Documento fuente:
>>>>

El corto plazo se refiere a un periodo de tiempo que no está muy lejano en el futuro. Es un concepto flexible utilizado para describir eventos, puntos de datos o movimientos del mercado que se espera que ocurran pronto. Debido a que carece de una definición precisa y universal, el marco temporal depende totalmente del contexto del usuario, abarcando desde unos pocos minutos para los operadores activos hasta varios meses para economistas y líderes empresariales.
En la práctica, el funcionamiento de este término depende de los objetivos específicos del observador. Para un operador intradía, el corto plazo puede abarcar solo los próximos minutos u horas mientras busca fluctuaciones inmediatas de precios. Por el contrario, para un ejecutivo de negocios o un economista, el corto plazo suele alinearse con el trimestre fiscal actual o los próximos meses, centrándose en los próximos informes de ganancias o la publicación de datos económicos mensuales.
Por ejemplo, si una empresa planea lanzar un nuevo producto en los próximos tres meses, esa iniciativa se considera un objetivo a corto plazo. Del mismo modo, un operador que compra un contrato de futuros con una fecha de vencimiento a solo unas semanas de distancia está realizando una operación a corto plazo. En ambos casos, el enfoque permanece en los resultados inmediatos y a corto plazo en lugar de en la planificación estratégica a largo plazo.

<<<<

Qué se pide:
Indica si cada afirmación concuerda con el texto sobre el corto plazo y responde sí o no, citando textualmente las palabras que lo deciden: (a) el corto plazo tiene una definición precisa y universal; (b) para un operador intradía, el corto plazo puede abarcar solo los próximos minutos u horas; (c) lanzar un nuevo producto en los próximos tres meses se considera un objetivo a largo plazo. Este material no guarda relación con el texto sobre el corto plazo.

Listado de datos:
>>>>

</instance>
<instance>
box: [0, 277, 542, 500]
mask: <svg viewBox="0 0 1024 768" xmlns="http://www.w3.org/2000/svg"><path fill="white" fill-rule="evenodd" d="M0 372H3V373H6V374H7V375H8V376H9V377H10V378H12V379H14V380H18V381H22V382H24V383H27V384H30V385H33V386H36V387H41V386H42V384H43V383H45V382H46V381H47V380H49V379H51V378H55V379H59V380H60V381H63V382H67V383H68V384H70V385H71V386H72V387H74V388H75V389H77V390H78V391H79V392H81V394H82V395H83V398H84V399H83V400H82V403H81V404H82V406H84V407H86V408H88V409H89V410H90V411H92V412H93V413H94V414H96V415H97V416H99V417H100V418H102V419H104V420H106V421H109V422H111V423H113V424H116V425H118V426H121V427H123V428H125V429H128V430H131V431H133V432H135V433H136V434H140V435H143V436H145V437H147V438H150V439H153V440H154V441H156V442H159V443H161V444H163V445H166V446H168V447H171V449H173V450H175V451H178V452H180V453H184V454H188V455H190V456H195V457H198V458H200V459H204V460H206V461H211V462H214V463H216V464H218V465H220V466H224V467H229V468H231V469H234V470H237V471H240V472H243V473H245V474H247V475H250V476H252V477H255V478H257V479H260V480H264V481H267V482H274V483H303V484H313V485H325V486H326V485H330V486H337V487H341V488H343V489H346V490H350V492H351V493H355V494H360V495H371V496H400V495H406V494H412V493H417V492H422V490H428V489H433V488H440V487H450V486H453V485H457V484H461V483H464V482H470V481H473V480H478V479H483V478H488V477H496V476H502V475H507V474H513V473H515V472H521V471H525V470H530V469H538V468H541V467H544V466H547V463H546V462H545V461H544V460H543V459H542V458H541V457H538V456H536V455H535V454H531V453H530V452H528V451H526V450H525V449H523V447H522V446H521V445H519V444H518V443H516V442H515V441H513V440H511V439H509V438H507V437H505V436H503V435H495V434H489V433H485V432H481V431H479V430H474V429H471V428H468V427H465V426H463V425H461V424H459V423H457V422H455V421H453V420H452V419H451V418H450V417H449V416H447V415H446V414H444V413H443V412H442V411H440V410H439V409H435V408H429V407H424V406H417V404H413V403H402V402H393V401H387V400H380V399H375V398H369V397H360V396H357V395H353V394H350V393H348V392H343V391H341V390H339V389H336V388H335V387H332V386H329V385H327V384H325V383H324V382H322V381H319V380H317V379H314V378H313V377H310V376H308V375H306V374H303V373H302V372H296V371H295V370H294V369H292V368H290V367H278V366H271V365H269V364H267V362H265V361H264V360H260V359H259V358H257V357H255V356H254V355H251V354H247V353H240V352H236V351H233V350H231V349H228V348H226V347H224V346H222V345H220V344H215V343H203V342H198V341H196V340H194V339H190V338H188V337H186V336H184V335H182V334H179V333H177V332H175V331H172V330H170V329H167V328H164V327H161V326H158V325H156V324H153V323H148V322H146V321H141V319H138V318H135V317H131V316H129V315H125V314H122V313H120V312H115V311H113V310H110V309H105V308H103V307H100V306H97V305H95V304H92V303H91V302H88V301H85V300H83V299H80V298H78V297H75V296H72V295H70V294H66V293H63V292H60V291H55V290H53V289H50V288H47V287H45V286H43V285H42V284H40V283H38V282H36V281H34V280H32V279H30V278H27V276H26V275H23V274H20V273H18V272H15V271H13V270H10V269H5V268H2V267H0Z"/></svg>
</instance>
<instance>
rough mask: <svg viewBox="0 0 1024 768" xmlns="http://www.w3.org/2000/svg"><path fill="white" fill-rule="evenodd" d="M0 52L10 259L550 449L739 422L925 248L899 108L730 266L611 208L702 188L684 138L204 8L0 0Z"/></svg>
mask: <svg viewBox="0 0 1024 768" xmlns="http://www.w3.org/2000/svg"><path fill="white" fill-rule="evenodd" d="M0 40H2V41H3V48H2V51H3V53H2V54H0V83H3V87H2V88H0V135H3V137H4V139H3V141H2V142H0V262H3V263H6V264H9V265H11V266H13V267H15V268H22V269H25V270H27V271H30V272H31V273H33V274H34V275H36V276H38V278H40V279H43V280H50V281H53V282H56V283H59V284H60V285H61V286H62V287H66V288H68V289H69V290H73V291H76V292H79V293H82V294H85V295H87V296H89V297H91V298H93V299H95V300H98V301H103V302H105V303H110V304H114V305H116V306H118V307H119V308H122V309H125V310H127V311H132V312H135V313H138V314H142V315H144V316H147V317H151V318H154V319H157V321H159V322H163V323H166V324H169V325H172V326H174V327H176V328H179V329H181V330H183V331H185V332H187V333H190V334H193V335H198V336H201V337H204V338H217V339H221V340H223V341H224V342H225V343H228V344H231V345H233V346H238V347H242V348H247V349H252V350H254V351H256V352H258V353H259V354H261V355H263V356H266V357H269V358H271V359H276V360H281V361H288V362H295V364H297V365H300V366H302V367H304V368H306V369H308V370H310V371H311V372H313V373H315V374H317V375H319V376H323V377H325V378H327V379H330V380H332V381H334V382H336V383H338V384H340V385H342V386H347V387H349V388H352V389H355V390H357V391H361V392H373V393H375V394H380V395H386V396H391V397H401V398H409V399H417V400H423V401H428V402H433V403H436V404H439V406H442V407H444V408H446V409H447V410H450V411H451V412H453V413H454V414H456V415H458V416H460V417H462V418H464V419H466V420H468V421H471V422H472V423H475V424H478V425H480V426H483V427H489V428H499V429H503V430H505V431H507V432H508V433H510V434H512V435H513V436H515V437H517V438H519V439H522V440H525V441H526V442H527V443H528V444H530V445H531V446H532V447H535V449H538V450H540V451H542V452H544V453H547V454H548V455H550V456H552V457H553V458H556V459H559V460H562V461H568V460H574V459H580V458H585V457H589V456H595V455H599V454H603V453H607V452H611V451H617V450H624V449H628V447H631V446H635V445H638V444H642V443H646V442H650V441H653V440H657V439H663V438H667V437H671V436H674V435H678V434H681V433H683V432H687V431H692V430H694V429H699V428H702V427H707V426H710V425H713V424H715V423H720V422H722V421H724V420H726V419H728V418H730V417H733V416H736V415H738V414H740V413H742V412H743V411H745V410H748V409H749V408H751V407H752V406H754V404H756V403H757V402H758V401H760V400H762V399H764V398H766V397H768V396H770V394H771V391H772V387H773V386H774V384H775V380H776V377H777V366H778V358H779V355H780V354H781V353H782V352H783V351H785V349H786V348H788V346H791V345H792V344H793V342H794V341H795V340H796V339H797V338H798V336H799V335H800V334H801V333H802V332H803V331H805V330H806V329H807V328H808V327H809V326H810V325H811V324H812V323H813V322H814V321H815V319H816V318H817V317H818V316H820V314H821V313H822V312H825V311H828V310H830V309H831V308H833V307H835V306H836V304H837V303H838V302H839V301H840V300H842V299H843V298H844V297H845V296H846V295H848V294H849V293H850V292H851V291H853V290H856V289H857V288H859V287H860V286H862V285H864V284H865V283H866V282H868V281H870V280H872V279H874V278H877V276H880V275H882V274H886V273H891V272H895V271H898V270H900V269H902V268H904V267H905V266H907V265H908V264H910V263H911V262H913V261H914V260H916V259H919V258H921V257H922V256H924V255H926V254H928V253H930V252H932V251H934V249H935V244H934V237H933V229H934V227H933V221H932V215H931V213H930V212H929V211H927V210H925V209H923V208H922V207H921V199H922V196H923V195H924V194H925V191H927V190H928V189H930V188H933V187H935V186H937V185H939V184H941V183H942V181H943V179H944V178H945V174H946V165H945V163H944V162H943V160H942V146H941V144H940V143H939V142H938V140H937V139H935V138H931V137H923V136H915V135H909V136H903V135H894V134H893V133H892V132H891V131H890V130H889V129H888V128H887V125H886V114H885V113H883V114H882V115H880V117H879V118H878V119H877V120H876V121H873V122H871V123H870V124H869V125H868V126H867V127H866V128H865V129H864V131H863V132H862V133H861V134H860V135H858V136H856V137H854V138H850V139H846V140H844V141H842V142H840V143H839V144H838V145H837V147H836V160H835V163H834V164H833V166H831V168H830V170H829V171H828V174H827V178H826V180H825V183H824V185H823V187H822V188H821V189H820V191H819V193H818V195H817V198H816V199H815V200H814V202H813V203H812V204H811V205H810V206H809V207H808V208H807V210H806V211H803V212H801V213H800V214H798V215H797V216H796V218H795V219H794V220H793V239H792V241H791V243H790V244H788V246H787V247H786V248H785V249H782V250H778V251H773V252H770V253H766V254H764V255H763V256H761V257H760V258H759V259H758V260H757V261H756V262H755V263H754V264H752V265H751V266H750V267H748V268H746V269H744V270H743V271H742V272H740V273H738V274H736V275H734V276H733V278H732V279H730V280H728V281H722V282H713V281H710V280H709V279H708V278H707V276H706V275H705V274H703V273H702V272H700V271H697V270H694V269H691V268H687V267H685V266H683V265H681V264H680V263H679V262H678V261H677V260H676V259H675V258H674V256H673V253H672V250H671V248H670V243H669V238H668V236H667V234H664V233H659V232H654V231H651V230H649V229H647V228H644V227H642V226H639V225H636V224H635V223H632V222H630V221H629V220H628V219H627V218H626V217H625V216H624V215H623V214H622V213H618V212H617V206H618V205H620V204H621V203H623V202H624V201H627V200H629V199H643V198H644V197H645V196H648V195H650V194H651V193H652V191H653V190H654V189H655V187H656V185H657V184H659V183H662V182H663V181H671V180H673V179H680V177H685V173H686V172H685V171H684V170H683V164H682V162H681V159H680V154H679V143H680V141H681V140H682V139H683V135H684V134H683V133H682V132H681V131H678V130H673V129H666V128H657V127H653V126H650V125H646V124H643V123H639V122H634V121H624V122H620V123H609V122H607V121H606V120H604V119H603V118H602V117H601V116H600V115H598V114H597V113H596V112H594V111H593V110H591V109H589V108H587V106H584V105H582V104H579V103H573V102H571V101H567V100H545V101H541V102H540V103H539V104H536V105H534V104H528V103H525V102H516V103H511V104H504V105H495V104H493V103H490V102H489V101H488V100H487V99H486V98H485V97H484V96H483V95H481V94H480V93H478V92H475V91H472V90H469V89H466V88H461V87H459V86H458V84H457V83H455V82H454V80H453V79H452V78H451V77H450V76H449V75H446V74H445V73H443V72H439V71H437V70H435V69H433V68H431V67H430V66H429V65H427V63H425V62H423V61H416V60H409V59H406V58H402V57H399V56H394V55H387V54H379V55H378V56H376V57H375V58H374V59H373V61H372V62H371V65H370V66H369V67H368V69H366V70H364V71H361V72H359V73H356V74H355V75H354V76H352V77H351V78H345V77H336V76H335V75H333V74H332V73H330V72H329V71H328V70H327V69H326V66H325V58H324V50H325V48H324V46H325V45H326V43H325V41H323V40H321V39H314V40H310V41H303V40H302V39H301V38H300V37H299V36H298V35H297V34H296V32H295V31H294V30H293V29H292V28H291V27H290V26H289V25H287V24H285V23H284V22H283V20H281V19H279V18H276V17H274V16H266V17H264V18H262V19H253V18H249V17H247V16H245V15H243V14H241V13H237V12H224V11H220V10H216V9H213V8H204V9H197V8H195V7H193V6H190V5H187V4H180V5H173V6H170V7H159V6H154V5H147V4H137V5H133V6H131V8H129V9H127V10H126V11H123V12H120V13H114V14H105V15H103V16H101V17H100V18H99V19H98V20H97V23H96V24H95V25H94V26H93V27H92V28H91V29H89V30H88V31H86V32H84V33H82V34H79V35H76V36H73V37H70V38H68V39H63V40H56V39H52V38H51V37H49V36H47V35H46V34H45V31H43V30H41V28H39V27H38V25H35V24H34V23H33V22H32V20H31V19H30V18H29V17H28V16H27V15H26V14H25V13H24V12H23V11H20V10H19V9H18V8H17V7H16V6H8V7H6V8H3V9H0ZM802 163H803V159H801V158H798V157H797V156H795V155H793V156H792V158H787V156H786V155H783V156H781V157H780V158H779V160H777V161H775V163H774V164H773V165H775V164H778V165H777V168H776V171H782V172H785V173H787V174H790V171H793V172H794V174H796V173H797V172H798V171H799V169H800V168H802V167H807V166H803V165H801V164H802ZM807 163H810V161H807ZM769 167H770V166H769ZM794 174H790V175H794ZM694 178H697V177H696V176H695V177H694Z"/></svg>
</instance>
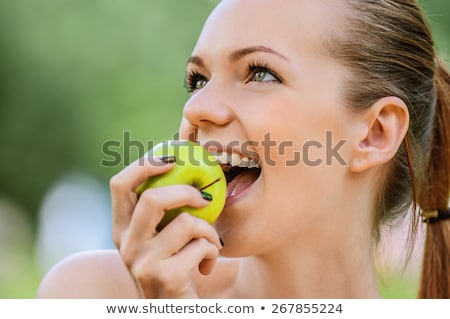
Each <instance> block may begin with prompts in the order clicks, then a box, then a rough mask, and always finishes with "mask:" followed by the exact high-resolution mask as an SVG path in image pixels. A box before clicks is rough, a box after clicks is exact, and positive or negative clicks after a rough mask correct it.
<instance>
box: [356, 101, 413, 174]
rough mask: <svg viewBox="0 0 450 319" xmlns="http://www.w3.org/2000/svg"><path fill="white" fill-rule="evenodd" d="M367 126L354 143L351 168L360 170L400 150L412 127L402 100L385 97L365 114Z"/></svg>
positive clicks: (391, 156) (377, 162)
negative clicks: (410, 127) (409, 129)
mask: <svg viewBox="0 0 450 319" xmlns="http://www.w3.org/2000/svg"><path fill="white" fill-rule="evenodd" d="M362 121H363V127H364V130H362V131H361V132H362V133H361V134H360V137H359V141H358V143H357V145H356V146H355V152H354V153H353V156H352V159H351V161H350V171H351V172H353V173H361V172H364V171H366V170H368V169H370V168H372V167H376V166H379V165H382V164H385V163H387V162H389V161H390V160H391V159H392V158H393V157H394V156H395V154H396V153H397V151H398V149H399V147H400V145H401V143H402V142H403V140H404V138H405V136H406V133H407V131H408V127H409V112H408V108H407V106H406V104H405V103H404V102H403V100H401V99H399V98H397V97H384V98H381V99H380V100H378V101H377V102H376V103H375V104H373V105H372V106H371V107H370V108H369V109H368V110H367V111H366V112H364V113H363V114H362Z"/></svg>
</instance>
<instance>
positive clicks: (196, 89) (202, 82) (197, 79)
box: [184, 71, 208, 93]
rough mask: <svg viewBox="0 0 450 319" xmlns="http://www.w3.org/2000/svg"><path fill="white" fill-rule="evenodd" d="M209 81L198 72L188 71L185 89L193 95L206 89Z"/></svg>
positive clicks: (184, 86)
mask: <svg viewBox="0 0 450 319" xmlns="http://www.w3.org/2000/svg"><path fill="white" fill-rule="evenodd" d="M207 83H208V79H207V78H206V77H205V76H203V75H201V74H200V73H198V72H196V71H187V72H186V77H185V80H184V87H185V88H186V90H187V91H188V93H193V92H195V91H197V90H200V89H202V88H204V87H205V85H206V84H207Z"/></svg>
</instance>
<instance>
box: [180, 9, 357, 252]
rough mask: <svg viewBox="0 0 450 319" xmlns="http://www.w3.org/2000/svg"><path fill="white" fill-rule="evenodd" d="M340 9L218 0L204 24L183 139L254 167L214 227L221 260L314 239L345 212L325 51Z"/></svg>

<<<<

Solución:
(a) No: «carece de una definición precisa y universal».
(b) Sí: «Para un operador intradía, el corto plazo puede abarcar solo los próximos minutos u horas».
(c) No: «esa iniciativa se considera un objetivo a corto plazo».